Stored items:
--- START ---

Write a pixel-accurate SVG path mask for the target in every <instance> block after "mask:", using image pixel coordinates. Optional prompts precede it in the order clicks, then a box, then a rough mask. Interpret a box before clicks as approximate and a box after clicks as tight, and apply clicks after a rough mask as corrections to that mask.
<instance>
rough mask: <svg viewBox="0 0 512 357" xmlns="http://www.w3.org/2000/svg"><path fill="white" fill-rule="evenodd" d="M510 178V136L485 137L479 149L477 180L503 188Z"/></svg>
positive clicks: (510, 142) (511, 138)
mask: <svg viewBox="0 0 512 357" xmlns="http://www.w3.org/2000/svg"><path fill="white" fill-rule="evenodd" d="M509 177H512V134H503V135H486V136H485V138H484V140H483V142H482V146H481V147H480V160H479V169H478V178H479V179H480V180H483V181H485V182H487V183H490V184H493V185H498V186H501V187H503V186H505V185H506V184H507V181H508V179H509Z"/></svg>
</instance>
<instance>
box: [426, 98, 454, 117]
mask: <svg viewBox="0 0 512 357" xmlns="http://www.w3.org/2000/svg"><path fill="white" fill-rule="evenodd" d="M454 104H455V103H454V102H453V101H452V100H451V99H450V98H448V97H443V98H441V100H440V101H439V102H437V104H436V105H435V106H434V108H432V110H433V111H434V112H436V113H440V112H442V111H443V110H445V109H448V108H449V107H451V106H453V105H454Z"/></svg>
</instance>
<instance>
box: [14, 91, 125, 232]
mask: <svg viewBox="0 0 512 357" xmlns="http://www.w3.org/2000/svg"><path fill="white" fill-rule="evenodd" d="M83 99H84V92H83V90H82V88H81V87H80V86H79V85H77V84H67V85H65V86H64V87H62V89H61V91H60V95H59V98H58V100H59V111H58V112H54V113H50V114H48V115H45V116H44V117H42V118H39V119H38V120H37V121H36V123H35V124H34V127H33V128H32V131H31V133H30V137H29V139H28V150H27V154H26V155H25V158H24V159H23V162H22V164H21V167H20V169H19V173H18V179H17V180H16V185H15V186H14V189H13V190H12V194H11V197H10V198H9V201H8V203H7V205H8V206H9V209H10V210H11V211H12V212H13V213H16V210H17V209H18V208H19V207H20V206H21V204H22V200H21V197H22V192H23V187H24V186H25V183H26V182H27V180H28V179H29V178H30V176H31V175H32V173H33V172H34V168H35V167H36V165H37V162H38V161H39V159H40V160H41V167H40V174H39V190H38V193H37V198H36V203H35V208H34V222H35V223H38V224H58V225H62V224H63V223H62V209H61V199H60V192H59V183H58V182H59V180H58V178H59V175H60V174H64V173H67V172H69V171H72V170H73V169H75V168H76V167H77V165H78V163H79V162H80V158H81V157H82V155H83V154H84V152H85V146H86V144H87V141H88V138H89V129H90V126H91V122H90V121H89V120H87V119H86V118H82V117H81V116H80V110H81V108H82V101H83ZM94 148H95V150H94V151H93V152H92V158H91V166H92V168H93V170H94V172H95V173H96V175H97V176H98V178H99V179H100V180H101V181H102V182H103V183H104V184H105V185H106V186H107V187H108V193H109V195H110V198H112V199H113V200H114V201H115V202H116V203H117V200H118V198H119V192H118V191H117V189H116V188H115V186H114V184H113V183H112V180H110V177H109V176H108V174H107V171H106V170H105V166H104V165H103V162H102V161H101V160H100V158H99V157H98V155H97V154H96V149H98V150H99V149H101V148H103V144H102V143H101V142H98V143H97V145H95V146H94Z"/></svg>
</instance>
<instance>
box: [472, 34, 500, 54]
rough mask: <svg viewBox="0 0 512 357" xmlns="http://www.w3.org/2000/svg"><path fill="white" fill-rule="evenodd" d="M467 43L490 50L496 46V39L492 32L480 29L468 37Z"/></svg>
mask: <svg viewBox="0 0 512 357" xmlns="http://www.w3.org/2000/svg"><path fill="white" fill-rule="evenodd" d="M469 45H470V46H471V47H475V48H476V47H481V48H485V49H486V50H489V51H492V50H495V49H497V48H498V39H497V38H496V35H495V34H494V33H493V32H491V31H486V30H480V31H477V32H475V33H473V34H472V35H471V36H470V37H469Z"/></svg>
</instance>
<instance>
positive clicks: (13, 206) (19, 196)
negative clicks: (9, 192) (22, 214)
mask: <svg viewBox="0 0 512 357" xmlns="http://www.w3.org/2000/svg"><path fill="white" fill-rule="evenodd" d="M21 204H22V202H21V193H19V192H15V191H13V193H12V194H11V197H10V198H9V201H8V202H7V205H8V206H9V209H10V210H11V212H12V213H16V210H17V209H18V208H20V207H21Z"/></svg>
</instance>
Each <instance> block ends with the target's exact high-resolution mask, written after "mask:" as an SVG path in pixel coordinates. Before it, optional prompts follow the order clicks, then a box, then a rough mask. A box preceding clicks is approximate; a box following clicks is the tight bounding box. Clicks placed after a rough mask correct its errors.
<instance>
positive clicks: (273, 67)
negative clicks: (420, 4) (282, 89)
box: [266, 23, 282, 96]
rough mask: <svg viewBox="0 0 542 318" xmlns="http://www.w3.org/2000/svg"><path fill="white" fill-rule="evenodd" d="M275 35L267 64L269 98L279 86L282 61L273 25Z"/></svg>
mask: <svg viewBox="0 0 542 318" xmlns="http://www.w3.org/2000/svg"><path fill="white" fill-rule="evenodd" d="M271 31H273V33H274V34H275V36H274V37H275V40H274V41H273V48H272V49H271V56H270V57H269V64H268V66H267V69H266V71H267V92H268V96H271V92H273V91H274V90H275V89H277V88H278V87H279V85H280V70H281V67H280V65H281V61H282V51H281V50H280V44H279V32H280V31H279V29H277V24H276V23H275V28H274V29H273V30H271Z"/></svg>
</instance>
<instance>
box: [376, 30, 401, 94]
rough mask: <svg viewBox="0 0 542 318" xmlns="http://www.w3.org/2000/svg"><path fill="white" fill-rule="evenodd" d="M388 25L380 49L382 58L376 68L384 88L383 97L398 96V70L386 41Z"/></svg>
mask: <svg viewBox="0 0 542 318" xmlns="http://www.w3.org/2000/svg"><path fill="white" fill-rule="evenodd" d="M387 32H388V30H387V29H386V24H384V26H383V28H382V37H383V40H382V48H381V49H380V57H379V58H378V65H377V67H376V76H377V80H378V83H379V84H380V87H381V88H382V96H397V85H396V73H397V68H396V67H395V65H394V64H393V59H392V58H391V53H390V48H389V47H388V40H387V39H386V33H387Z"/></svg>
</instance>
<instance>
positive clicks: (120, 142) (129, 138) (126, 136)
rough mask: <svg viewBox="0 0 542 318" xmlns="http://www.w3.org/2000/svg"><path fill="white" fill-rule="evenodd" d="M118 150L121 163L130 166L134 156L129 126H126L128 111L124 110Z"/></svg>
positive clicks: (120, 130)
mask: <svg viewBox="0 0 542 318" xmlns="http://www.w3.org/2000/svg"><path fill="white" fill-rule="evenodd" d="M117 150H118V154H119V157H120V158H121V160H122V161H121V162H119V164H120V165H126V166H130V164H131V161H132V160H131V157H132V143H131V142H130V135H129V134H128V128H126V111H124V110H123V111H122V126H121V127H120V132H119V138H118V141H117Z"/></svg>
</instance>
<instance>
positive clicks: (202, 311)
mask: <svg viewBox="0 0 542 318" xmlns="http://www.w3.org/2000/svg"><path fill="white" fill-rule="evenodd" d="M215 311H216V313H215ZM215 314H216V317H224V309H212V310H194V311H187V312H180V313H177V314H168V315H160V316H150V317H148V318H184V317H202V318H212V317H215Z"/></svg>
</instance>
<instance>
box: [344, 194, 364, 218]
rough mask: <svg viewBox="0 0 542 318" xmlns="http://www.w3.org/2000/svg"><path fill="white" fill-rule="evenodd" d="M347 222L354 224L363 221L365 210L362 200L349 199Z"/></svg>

--- END ---

### What is expected
Recast the lines above, from the first one through the line containing "positive clicks: (510, 142) (511, 138)", as a JSON list of strings with one string per line and blank lines omitted.

### Result of the exercise
[
  "Write a pixel-accurate SVG path mask for the target in every <instance> block after \"mask:\", using image pixel coordinates. Optional prompts precede it in the order clicks, then a box, then a rough mask. Interpret a box before clicks as approximate and a box after clicks as tight, and apply clicks after a rough mask as corrections to that mask.",
  "<instance>",
  "rough mask: <svg viewBox=\"0 0 512 357\" xmlns=\"http://www.w3.org/2000/svg\"><path fill=\"white\" fill-rule=\"evenodd\" d=\"M510 178V136L485 137L479 149L477 180L503 188Z\"/></svg>",
  "positive clicks: (510, 142) (511, 138)"
]